> [Document section]:
**********

Serigraphy (screen printing)
Serigraphic printing consists of forcing an ink, by pressing with a squeegee, through the mesh of a netting screen stretched on a frame, onto the object to be printed. The nonprinting areas of the screen are protected by a cutout stencil or by blocking up the mesh.
The screen is usually made of fine but strong silk gauze (available in different mesh sizes) but can also be made of synthetic gauzes (nylon, tergal) or of wire gauze (phosphor bronze, stainless steel, nickel) or of combinations (nylon–copper, nylon–bronze).
Preparation can be carried out by hand. The design to be reproduced is transferred to the screen by drawing with a benzene-soluble ink, spreading glue over the whole surface of the screen, then dissolving the ink so that the glue remains only on the nonprinting areas. The nonprinting areas can also be covered with glued paper or film, cut out in the shape of the desired image and attached either by heat or by a solvent.
Direct or indirect photomechanical processes are being more and more widely used, however. In direct photomechanical processing the screen is covered with a photosensitive layer and then exposed under a positive, the photographic illustrations having been screened previously. In indirect photomechanical processing, the printing and the nonprinting areas are prepared by exposure under a positive (screened, if necessary) of a photosensitive film (carbon tissue, the same as that used in rotogravure, or presensitized film), which is then bonded to the screen.
Screen printing is still done largely by hand, the frame being lifted up after each operation; however, semiautomatic and automatic machines that are driven mechanically or by compressed air can carry out the series of operations: positioning the object to be printed, moving the frame, inking, spreading the ink with the squeegee, delivering the printed sheet or object, and transferring it to a drying apparatus.

**********

> [To be done]:
a: Answer these from the serigraphy passage, one line each:
(i) What tool presses the ink through the screen mesh?
(ii) Which metals are named for wire gauze screens?
(iii) In indirect photomechanical processing, what is done with the photosensitive film after exposure?
b: Extend the serigraphy passage on screen printing, starting right after its final sentence.
The material after the serigraphy passage plays no part in what follows.

> [Material]:
**********

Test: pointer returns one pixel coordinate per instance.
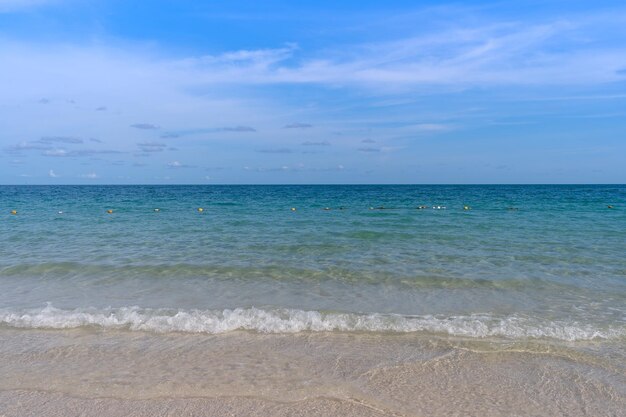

**********

> [Replies]:
a:
(i) A squeegee.
(ii) Phosphor bronze, stainless steel, and nickel.
(iii) It is bonded to the screen.

b:
Serigraphic printing can be applied to a wide variety of surfaces—paper, cardboard, glass, wood, plastic, posters, bottles, electronic circuits, etc.—and to varied shapes: for printing cylindrical objects, the squeegee is stationary, while the screen revolves under it at the same time as the object to be printed.
Modern machines reach speeds of from 1,000 to 6,000 copies per hour.
Collotype
A photosensitive layer, spread on a plate of glass and exposed under a negative, hardens and loses its hydrophilic properties in the areas where it receives light and in proportion to the intensity of the light received through the halftones of the photographic documents. It is then able to retain both ink and water in all areas, the ink repelling the water in inverse proportion to the intensity of the exposure.
Collotype printing, which is based on this property of mutual repulsion, is thus related to lithography. But it is also related to rotogravure in the fact that the thickness of the film of ink is not uniform but in proportion to the shades of tone in the original image. Collotype, the only printing process that can reproduce photographic documents without a screen, is characterized by its fidelity of reproduction.
Collotype presses consist essentially of a bed bearing the glass plate prepared for printing, an impression cylinder carrying the sheet to be printed on its outer surface, and a system of ink rollers. The photosensitive preparation retains its own moisture, so no dampening system is necessary. Printing speed is low, rarely more than 200 copies per hour, and the useful life of the printing surface is very limited, from 2,000 to a maximum of 5,000 copies. Increasingly, the glass plate is being replaced by a cellophane film as the surface to which to apply the photosensitive layer. The prints can be cut out and, when glued onto wooden or metal blocks of type height, can be placed alongside a typeform for a limited number of copies to be printed from a flat surface.
Collotype is used for printing limited editions of works that require an excellent quality of photographic reproduction in one or more colors, such as reproductions of documents or pictures, posters, and transparent illustrations for advertising or various artistic uses.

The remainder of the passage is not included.